▶ **Set task**
Repeat verbatim every line of the material, beginning at the line that holds "the stone church" and ending at its last line.

▶ **Recorded information**
==============================

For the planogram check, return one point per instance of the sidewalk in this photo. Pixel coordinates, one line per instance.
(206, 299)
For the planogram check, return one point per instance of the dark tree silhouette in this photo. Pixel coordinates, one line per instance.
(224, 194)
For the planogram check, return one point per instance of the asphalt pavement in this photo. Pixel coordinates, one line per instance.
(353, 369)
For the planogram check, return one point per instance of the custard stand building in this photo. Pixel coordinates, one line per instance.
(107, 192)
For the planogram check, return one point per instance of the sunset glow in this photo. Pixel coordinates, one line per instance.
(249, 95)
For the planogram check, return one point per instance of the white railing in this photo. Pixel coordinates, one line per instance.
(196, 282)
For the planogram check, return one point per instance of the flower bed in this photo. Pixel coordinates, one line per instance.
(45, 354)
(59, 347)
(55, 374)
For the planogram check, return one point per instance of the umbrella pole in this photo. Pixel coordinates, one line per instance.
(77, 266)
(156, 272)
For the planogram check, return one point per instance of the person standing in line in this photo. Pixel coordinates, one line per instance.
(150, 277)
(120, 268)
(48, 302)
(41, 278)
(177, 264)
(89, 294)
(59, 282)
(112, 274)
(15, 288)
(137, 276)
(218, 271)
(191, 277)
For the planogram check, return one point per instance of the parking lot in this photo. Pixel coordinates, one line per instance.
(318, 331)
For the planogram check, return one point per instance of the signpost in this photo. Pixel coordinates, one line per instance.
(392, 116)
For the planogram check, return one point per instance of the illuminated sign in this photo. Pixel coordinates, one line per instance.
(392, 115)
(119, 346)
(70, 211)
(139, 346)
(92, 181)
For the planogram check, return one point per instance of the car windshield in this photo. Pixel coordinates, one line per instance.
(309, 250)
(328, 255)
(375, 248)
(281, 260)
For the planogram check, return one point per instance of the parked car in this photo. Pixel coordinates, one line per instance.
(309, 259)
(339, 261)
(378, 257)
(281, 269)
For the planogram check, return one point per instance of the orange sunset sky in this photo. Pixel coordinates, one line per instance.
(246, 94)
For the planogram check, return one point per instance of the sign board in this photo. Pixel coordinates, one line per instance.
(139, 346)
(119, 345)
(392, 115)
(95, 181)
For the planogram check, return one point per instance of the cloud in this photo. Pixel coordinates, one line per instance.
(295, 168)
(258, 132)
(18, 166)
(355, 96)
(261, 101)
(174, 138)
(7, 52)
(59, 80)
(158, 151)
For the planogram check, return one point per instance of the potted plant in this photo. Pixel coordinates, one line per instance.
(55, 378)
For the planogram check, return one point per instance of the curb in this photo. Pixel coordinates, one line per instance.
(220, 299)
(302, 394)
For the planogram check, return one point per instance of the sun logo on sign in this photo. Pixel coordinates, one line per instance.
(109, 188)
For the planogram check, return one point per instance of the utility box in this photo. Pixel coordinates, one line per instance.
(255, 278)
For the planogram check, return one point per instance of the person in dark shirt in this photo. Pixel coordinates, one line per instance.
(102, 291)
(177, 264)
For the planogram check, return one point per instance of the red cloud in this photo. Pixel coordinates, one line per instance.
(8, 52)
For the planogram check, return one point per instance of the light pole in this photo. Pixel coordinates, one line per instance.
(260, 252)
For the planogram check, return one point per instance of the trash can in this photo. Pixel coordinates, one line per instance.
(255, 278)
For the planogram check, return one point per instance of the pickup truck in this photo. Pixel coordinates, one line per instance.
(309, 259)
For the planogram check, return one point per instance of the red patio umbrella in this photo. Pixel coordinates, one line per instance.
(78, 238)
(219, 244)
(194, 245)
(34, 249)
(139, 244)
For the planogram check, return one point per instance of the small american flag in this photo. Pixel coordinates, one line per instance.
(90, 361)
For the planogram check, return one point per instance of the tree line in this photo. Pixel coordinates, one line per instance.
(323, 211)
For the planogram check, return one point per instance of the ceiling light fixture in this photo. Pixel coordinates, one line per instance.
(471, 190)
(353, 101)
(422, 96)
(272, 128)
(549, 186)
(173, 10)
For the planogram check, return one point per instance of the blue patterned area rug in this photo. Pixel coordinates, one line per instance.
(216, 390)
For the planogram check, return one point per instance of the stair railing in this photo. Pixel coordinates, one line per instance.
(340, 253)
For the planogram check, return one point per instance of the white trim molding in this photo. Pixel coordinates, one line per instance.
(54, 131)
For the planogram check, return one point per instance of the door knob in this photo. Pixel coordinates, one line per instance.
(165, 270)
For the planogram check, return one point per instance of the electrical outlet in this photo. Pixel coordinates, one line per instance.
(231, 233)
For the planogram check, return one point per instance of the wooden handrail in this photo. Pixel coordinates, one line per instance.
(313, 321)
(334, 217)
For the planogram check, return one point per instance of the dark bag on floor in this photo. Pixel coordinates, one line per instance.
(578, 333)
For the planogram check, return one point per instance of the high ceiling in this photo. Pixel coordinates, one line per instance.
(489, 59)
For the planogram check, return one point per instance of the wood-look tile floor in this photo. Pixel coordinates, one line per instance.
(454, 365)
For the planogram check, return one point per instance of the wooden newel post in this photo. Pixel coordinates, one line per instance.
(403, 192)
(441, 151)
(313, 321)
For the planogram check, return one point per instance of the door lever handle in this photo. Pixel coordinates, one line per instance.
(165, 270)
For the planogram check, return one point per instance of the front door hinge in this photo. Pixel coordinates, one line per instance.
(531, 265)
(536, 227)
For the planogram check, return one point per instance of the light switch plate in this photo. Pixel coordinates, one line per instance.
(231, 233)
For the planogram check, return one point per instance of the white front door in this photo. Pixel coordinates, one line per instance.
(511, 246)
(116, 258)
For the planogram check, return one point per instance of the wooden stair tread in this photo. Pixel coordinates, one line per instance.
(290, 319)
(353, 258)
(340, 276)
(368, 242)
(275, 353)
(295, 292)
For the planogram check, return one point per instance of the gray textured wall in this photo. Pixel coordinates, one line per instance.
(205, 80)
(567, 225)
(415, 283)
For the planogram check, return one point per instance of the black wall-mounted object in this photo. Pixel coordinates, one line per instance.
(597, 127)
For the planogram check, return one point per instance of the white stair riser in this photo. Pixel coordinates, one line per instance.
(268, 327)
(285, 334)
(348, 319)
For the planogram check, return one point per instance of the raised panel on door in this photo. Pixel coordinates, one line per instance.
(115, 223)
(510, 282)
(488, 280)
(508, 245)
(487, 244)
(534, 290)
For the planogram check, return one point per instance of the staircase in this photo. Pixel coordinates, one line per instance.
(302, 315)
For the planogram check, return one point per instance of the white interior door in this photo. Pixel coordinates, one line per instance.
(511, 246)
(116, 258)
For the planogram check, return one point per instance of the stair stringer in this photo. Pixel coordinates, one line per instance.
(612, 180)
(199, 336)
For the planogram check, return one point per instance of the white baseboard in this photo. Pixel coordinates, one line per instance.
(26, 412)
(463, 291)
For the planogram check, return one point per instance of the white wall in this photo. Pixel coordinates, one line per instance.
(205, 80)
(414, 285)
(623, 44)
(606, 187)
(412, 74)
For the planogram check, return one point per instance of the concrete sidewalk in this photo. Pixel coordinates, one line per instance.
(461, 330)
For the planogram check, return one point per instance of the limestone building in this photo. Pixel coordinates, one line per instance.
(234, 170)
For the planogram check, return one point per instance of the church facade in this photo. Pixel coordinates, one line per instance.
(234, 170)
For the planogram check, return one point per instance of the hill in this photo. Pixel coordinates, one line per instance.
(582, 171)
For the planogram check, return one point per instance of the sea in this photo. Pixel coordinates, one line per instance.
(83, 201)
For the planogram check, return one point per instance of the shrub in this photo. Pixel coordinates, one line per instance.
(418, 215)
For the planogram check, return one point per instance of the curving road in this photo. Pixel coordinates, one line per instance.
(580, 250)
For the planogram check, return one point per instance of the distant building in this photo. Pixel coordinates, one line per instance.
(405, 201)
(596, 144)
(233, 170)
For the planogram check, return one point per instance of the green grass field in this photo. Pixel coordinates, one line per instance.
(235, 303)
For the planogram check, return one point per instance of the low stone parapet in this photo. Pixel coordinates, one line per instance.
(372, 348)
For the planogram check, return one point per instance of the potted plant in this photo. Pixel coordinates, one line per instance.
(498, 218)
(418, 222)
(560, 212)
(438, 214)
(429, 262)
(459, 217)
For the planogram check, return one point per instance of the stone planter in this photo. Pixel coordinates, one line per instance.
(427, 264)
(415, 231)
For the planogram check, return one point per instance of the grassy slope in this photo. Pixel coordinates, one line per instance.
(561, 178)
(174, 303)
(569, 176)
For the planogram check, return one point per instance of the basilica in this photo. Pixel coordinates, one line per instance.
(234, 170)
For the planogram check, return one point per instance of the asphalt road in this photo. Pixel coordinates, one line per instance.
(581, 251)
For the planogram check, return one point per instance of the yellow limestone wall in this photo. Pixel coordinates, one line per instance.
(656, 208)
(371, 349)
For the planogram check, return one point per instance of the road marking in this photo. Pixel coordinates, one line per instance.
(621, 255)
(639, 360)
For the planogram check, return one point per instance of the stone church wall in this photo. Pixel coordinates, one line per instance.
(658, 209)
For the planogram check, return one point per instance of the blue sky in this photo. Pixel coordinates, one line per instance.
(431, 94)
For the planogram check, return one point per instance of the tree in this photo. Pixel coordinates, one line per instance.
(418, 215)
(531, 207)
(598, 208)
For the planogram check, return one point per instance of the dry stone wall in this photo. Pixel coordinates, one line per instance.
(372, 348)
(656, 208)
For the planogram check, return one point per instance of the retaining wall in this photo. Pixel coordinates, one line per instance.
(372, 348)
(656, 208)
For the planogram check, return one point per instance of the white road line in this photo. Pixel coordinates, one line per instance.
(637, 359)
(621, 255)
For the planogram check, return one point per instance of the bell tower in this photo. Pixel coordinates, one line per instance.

==============================

▶ **Completed task**
For the planogram check, return one point per instance of the stone church wall in this photo. Pixel coordinates, one line per instance.
(658, 209)
For the planogram check, return one point per instance of the blue sky in this photo. Pixel coordinates, one line per instance.
(431, 94)
For the planogram check, return one point per instance of the tree in this photo. Pixel coordinates, one line per instance.
(418, 215)
(531, 207)
(598, 208)
For the planogram check, return one point per instance of the dry stone wall in this photo. Pixel coordinates, one line per instance.
(372, 348)
(656, 208)
For the planogram check, return one point per instance of the retaining wall in this photo. Pixel coordinates, one line per instance.
(372, 348)
(656, 208)
For the planogram check, return one point per instance of the white road line in this photo. Pixel coordinates, one line per instance.
(637, 359)
(621, 255)
For the planogram check, return one point per instance of the bell tower in this photo. Pixel coordinates, one line per instance.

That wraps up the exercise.